— start Data for this task —

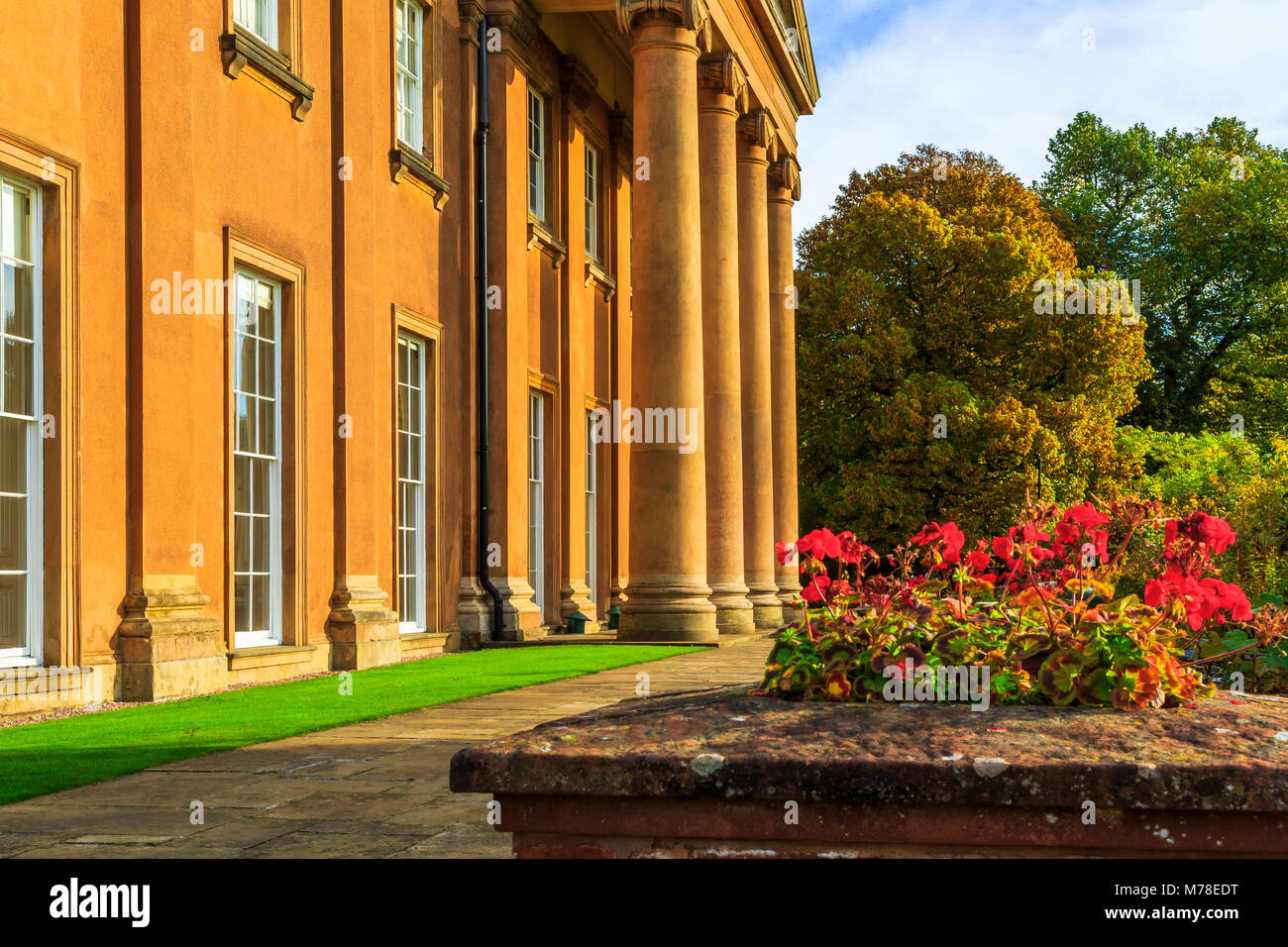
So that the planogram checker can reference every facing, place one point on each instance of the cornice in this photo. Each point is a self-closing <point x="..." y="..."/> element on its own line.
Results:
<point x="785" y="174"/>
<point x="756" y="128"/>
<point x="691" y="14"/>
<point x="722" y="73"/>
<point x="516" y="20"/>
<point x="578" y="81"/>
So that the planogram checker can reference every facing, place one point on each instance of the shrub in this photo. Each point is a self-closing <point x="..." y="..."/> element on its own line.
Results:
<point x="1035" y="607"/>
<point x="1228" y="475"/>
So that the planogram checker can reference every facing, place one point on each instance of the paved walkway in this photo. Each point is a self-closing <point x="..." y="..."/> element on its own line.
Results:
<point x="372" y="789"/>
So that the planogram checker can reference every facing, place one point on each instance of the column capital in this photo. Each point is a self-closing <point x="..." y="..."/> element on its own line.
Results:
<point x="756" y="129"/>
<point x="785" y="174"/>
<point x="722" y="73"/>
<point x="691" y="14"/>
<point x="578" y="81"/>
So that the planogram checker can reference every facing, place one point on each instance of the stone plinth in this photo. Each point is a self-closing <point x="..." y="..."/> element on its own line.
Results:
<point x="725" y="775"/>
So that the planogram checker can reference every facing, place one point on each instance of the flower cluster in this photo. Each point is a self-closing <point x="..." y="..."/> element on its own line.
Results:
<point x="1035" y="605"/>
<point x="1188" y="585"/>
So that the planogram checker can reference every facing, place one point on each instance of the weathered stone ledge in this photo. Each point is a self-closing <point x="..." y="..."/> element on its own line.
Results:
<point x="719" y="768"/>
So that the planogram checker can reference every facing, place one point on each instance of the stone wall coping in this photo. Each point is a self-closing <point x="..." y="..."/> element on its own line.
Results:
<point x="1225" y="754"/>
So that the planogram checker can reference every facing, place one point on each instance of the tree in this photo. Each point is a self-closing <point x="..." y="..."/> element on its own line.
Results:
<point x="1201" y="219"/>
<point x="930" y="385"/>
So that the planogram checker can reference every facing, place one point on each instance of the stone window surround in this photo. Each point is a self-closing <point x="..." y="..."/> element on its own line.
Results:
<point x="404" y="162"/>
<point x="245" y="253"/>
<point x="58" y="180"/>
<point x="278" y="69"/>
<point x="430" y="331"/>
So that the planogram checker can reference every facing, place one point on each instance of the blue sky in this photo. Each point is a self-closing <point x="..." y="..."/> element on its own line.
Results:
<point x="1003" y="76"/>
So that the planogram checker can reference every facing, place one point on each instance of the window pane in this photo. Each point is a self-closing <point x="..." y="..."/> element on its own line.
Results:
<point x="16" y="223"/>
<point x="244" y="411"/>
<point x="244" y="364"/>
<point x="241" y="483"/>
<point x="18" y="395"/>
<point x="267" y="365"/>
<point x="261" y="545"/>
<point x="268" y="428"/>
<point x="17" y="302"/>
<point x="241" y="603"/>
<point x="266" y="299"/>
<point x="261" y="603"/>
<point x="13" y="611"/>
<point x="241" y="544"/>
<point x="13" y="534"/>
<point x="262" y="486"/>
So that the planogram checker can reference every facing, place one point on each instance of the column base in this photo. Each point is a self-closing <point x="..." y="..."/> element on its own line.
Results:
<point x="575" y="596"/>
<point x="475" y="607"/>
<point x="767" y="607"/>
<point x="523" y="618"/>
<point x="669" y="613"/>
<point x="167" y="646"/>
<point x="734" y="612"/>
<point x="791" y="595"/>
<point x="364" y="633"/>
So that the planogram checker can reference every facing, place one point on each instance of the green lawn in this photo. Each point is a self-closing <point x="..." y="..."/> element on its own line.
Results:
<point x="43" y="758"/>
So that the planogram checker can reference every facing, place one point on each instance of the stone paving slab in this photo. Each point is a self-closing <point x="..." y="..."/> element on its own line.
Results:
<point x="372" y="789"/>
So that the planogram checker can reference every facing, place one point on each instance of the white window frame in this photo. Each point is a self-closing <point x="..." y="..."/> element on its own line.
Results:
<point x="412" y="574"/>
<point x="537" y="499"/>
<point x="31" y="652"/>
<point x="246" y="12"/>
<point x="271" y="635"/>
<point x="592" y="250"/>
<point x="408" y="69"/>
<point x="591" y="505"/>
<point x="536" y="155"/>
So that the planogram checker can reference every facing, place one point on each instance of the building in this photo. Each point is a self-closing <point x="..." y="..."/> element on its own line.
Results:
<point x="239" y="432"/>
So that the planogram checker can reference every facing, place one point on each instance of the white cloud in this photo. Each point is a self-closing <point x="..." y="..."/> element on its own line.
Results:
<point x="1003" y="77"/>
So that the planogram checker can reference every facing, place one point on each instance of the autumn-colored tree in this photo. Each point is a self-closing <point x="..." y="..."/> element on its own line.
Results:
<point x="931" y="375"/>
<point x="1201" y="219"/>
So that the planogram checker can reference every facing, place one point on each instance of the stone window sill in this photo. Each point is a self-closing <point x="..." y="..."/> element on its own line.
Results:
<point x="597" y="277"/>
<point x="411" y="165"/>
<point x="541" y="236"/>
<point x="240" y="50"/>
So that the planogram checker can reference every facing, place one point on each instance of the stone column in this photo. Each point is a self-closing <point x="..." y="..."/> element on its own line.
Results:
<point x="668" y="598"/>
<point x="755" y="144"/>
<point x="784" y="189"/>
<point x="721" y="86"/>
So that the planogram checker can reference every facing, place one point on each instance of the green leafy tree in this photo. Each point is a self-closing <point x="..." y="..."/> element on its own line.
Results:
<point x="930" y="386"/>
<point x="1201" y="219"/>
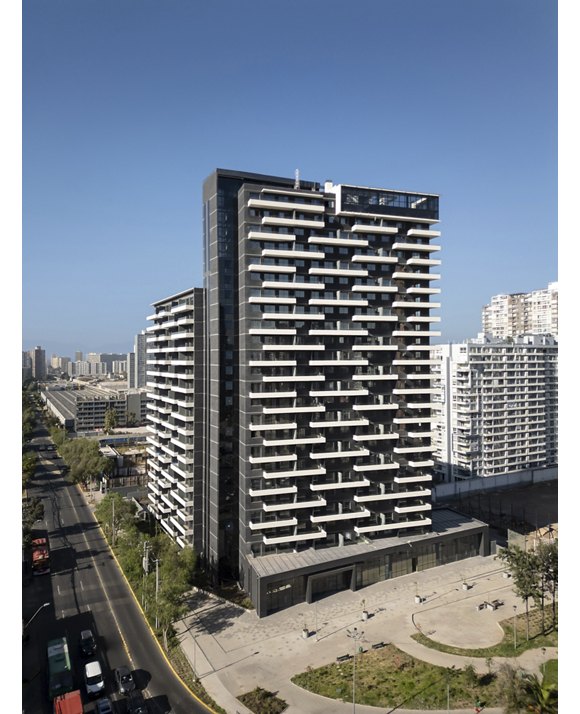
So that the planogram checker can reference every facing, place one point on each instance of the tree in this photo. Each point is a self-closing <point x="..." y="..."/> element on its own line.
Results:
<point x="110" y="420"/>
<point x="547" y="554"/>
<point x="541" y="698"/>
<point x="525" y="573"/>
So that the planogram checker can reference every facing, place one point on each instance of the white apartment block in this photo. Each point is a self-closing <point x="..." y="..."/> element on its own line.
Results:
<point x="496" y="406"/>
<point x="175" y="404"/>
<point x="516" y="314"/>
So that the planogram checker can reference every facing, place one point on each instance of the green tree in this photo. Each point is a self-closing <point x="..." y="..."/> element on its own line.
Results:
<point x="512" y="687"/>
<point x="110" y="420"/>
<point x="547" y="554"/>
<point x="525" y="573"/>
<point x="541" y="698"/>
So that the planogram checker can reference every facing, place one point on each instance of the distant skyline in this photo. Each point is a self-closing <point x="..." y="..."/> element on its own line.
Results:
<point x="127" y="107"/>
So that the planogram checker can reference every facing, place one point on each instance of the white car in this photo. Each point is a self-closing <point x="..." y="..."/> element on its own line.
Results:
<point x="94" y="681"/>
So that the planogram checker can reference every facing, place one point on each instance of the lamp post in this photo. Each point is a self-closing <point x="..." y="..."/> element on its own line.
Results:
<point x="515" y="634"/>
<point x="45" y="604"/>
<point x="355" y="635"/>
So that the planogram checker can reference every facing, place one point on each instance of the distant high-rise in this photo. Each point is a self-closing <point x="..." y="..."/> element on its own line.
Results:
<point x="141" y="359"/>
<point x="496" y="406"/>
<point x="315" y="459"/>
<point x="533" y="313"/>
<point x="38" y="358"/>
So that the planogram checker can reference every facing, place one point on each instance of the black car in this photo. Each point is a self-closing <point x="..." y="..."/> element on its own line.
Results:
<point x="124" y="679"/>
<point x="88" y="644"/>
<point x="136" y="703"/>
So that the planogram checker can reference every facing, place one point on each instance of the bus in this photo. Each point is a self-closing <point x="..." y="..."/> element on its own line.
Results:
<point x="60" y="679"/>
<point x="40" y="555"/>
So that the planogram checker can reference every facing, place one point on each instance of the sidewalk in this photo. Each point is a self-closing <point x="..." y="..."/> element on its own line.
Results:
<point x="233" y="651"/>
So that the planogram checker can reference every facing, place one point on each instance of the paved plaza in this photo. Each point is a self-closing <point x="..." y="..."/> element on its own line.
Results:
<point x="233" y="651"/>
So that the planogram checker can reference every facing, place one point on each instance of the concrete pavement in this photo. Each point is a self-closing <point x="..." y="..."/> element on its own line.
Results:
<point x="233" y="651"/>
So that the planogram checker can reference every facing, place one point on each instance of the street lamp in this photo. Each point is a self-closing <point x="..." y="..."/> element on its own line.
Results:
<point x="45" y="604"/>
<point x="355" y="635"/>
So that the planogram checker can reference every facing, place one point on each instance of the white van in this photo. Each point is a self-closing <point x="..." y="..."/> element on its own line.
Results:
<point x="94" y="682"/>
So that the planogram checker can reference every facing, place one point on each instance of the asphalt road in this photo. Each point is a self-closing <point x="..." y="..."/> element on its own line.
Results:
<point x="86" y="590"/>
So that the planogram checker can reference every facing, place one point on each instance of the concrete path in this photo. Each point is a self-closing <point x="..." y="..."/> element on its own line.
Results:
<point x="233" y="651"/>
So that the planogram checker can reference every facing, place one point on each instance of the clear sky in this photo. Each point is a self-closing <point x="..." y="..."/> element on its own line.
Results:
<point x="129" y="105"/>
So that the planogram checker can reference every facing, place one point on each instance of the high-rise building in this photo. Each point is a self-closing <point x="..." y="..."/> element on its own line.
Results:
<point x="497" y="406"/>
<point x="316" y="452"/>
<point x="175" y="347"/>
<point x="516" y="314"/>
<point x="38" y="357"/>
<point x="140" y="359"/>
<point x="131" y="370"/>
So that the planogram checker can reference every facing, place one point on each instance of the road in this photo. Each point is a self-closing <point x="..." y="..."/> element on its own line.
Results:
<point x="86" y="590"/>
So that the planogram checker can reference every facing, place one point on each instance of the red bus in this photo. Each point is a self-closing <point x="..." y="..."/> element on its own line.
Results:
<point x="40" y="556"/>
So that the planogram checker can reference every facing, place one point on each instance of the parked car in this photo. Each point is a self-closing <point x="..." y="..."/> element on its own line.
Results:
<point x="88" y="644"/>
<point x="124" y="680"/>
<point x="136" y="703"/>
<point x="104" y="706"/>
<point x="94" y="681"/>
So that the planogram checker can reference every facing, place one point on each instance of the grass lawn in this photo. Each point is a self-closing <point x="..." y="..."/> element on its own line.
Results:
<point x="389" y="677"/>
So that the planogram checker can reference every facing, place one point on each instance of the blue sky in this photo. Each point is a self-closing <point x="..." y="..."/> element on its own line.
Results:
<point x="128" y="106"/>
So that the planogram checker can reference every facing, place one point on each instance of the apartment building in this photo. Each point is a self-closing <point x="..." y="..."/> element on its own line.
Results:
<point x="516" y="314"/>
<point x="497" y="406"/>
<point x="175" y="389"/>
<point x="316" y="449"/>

— end Data for this task —

Starting at the line with "of the road", copy every line up to and including the last one in the entries above.

So that the planogram checker can reference every facing, place one point on each instance of the road in this photo. Each point is a self-closing <point x="..." y="..."/> element on its own line.
Results:
<point x="86" y="590"/>
So that the planogram checker can reference every facing, place one point on each instance of the red bus in this photo. Each point is a self-closing <point x="..." y="..."/> element on its own line.
Results:
<point x="40" y="556"/>
So that the planogram checker can reference every facing, place one point on each instance of the parked car in this photo. Each point is a self-closing <point x="..." y="..."/> element on its own line.
Results:
<point x="88" y="644"/>
<point x="124" y="680"/>
<point x="136" y="703"/>
<point x="104" y="706"/>
<point x="94" y="681"/>
So that the planogram checker can reference every facing, place one point on each instance of the grass lawn in this photo. Each point is a self-closing <point x="..." y="..."/> element on its own line.
Results:
<point x="389" y="677"/>
So that the planogram checker can reference every facing, place one point on each instance of the blue sky in this photo. Each point is a self-closing <point x="..." y="..."/> element on its own line.
Results:
<point x="128" y="106"/>
So that the planogram checker can reference every facing, place one point on each instance of the apartment building in this photo. Each point is a self-closing <point x="..." y="..."/> element on its own line.
Results:
<point x="516" y="314"/>
<point x="497" y="406"/>
<point x="175" y="389"/>
<point x="316" y="449"/>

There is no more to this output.